-- Problem details --
From the Love Arts Festival article, copy word for word everything from "The Fossgate Social" down to "unusual story Wormwood.".

-- Document segment --
THE 2015 Love Arts Festival will open on Monday for a week-long focus on championing and celebrating mental health and the healing power of the arts.

In its second year, the festival will mount a programme spanning live music, stories and poetry; comedy in a new collaboration with the Burning Duck Comedy Club; a film showcase with a northern emphasis; a visual arts trail of eight locations across the city; a conference offering workshops, presentations, talks and performances, and a two-day mini-fringe theatre festival.

In addition, Love Arts Late on Wednesday will present poetry, music, comedy and spoken word performances of insightful material into mental health conditions, told from personal experience.

"When we sat down to look at the programme for this year's festival, we decided that there were two main things we wanted to do," says festival committee chairman Peter Gorbert. "Firstly, bring service users to the forefront of the festival; secondly, give people the skills to enable them to use the arts in their own recovery or while supporting someone else.

"It was a tall order but I think we've achieved that with more service user work being displayed across the city than last year and a whole conference for people to come and learn about mental health and the arts. We also have a number of showcase events, including everything from theatre and music to comedy and dance."

The Fossgate Social bar will play host to Love Arts Live on Monday, kicking off with Converge Creative Writers at 8pm, when students will read their work in verse and prose on both tragic and comic subject matters. At 8.30pm, two young people with their own experience of mental illness will collaborate with storyteller Cath Heinemayer in Wormwood In The Garden, a performance of poetry, story and imagery, inspired by Italo Calvino's unusual story Wormwood.

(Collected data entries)

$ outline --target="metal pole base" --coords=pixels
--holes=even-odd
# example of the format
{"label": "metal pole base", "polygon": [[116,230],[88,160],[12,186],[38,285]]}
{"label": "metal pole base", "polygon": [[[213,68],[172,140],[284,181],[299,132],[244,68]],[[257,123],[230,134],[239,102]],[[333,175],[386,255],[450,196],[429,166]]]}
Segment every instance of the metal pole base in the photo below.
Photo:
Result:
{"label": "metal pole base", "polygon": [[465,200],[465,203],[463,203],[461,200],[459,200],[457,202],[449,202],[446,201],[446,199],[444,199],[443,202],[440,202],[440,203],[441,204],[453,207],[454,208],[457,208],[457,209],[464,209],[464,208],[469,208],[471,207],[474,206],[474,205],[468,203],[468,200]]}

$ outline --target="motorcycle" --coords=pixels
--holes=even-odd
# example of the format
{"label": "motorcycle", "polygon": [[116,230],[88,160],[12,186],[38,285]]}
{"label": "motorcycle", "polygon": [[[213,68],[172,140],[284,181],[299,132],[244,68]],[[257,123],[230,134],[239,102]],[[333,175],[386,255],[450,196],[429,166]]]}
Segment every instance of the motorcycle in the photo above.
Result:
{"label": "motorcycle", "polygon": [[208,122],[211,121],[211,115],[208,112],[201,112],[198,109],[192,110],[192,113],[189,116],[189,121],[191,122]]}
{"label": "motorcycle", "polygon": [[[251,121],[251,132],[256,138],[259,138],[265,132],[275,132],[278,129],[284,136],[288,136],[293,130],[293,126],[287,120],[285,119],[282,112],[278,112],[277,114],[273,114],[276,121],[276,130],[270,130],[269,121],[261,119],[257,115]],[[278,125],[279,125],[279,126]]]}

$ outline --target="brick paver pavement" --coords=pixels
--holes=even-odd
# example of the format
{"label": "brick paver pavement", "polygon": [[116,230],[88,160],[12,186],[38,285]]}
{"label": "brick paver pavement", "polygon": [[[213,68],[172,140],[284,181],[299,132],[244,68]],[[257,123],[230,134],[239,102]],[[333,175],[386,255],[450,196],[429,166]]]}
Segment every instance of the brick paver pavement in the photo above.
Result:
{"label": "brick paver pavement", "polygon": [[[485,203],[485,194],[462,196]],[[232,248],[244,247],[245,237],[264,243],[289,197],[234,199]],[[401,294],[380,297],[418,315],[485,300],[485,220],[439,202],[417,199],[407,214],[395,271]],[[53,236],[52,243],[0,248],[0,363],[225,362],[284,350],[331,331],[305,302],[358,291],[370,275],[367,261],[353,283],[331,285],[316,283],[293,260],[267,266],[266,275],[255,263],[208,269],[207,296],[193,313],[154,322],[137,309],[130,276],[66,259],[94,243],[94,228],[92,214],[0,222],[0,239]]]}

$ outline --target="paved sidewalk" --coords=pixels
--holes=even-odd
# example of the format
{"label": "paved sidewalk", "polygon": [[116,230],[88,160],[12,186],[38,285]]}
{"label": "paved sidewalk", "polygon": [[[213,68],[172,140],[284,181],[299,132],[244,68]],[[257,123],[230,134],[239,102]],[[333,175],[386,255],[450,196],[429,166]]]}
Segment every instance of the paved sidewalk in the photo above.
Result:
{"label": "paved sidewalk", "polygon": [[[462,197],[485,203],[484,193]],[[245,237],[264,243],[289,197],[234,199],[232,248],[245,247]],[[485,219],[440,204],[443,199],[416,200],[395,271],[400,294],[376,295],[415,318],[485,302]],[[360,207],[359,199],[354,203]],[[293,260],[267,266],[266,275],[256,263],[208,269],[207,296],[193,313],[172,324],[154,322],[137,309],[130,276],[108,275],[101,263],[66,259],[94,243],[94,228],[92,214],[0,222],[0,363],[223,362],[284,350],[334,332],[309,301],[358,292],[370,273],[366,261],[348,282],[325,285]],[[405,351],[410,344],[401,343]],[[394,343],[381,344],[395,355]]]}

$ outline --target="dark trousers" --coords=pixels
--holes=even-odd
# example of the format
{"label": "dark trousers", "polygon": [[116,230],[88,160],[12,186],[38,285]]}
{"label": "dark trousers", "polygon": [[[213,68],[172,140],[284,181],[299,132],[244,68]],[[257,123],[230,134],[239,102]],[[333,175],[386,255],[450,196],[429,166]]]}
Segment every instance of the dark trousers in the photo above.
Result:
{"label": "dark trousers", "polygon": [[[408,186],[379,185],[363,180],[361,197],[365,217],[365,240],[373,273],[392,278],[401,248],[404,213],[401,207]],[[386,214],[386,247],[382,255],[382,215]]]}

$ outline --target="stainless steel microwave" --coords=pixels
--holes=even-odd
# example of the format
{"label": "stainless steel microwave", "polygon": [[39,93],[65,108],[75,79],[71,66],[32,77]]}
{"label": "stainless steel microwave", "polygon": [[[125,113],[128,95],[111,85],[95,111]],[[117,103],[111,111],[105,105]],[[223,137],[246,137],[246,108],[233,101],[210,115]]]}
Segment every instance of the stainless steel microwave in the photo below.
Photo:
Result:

-- Answer for the task --
The Fossgate Social bar will play host to Love Arts Live on Monday, kicking off with Converge Creative Writers at 8pm, when students will read their work in verse and prose on both tragic and comic subject matters. At 8.30pm, two young people with their own experience of mental illness will collaborate with storyteller Cath Heinemayer in Wormwood In The Garden, a performance of poetry, story and imagery, inspired by Italo Calvino's unusual story Wormwood.